Output, word for word, every line from the line with "Please indicate the distant" through the final line of the data below.

Point annotation dataset records:

————

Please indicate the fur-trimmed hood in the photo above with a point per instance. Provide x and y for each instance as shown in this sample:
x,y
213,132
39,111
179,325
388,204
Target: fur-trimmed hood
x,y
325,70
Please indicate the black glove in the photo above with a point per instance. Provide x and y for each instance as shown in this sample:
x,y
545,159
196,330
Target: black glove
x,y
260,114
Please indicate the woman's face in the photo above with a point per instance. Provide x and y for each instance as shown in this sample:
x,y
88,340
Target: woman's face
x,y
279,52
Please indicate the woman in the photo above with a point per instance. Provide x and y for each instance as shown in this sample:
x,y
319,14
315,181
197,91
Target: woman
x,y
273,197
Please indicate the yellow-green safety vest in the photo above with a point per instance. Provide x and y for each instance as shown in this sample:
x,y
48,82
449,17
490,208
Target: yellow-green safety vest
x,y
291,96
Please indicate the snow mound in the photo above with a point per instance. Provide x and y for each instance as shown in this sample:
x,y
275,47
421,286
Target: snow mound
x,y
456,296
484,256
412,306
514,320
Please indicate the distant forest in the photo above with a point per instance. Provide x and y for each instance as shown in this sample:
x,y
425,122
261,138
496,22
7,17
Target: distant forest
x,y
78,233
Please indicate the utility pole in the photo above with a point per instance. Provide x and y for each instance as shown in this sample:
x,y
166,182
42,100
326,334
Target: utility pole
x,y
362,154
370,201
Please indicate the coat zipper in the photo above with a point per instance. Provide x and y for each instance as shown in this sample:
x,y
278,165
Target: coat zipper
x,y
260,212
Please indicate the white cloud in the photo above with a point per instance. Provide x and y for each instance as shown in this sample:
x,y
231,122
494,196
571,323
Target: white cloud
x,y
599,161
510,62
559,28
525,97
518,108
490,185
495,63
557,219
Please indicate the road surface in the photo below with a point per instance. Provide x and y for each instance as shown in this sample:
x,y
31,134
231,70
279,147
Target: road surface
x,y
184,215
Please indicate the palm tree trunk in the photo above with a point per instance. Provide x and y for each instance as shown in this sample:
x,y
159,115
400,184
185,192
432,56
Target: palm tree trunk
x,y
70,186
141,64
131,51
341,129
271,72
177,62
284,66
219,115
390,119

————

THE OUTPUT
Please indicate the distant forest in the photo above with a point per instance. Provide x and y for each instance as shown in this sample:
x,y
425,122
261,138
496,22
7,17
Target: distant forest
x,y
78,233
Please indicate the utility pole in the photo above with a point per instance. Provide x and y for each instance as shown in this sample:
x,y
166,182
42,100
326,334
Target: utility pole
x,y
362,154
370,201
Please indicate the coat zipper in the photo above with a point per instance. Provide x and y for each instance as shown in this sample:
x,y
278,165
Target: coat zipper
x,y
260,212
Please indicate the white cloud in the photo above with a point per instance. Provide x and y for each instance as shown in this sample:
x,y
231,122
494,196
571,323
Target: white cloud
x,y
599,161
510,62
559,28
525,97
518,108
490,185
495,63
557,219
Please indicate the road surface in the photo below with a point per instance. Provide x and y for each instance as shown in this sample:
x,y
31,134
231,70
279,147
Target: road surface
x,y
184,215
Please indicate the palm tree trunk in the photo above with a point per instance. Provide x and y for each instance as shown in this sample:
x,y
159,115
400,184
185,192
432,56
Target: palm tree trunk
x,y
70,186
141,64
131,51
341,129
271,72
177,62
284,66
219,115
390,119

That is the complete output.